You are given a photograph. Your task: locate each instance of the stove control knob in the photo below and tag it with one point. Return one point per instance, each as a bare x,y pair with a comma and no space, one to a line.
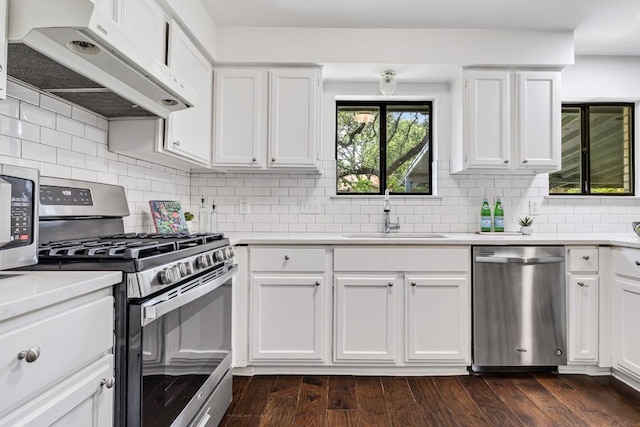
203,261
185,269
169,275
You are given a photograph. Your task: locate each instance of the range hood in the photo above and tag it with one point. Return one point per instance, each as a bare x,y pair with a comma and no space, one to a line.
70,49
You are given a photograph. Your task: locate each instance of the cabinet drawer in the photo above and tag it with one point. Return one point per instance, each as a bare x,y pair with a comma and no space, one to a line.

□ □ □ □

Aim of the exercise ->
Transcribe everything above exactly. Do not include the pictures.

Solution to the problem ->
You are given a photograph. Your task: locate each instance of the stove control knob in the photo below and tag it with one point. Return one point per instance, each as a bare x,y pair with a comma and no space, one to a line.
203,261
185,269
169,275
You are given a photograph. Your task: locate each instance of the range hood in the photo above and tag it with one point. Return one point per instance, each as a bare x,y pair with a comma and no space, one to a line.
70,49
You are given a photograph. Your task: locate each instance of the cabinet drawer in the photo above and tag it with one point. Return one point per instance, each as a bare x,y pair with a comma and no space, one to a line.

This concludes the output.